* **TASK INPUTS**:
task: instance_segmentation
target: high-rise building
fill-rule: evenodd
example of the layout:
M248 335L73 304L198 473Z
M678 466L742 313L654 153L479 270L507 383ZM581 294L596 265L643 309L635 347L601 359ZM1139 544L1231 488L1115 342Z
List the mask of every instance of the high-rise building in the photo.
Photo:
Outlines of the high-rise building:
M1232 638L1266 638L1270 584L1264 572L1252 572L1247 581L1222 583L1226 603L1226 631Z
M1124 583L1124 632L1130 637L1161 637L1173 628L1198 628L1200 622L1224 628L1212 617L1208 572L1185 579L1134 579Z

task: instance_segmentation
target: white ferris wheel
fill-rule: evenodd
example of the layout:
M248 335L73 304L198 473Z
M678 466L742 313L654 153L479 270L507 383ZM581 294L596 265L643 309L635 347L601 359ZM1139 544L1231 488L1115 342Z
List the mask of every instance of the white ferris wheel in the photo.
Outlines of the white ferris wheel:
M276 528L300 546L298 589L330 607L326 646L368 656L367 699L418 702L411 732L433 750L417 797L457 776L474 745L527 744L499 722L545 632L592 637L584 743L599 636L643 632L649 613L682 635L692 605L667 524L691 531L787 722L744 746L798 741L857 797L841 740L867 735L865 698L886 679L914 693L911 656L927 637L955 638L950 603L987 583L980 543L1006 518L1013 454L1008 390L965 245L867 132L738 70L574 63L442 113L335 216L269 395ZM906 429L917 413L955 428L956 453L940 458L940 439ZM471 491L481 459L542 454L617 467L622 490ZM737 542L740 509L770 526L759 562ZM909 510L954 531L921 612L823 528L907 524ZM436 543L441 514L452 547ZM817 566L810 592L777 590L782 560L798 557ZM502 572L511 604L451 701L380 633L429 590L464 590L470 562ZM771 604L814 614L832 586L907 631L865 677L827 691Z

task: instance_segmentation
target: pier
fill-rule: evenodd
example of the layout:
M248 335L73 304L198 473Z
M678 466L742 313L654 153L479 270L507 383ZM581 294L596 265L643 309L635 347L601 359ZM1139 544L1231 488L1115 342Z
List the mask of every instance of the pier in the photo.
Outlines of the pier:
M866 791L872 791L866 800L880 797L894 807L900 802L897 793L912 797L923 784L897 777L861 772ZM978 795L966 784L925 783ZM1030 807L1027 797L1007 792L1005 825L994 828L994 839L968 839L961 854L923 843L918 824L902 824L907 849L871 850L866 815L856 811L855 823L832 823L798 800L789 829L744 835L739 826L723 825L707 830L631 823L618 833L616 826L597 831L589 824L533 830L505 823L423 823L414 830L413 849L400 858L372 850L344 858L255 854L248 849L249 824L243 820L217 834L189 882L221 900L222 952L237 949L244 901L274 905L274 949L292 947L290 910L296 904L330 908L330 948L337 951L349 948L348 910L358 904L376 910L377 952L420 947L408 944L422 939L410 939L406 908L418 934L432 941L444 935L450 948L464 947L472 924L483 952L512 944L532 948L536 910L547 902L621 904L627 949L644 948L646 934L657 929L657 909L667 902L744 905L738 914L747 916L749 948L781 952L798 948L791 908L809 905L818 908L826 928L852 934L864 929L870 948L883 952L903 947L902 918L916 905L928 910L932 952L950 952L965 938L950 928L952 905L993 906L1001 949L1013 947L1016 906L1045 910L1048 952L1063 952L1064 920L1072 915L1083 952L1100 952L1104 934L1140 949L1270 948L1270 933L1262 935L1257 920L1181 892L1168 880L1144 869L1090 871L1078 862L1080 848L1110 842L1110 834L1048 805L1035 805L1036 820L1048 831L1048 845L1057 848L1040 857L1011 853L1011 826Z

* **WORK TO BE COMPLETED**:
Render the records as a numbered list, beginning with their first line and ending with the line containing "Outlines of the high-rise", both included, and leave out any blank lines.

* **EXERCISE OUTPUT**:
1. task: instance_segmentation
2. target: high-rise building
3. fill-rule: evenodd
4. example of the layout:
5. M248 335L73 304L198 473Z
6. M678 466L742 313L654 153L479 270L507 383ZM581 294L596 265L643 309L635 347L601 359ZM1139 544L1231 488L1115 342Z
7. List the mask of every instance of the high-rise building in the photo.
8. Photo:
9. Outlines of the high-rise building:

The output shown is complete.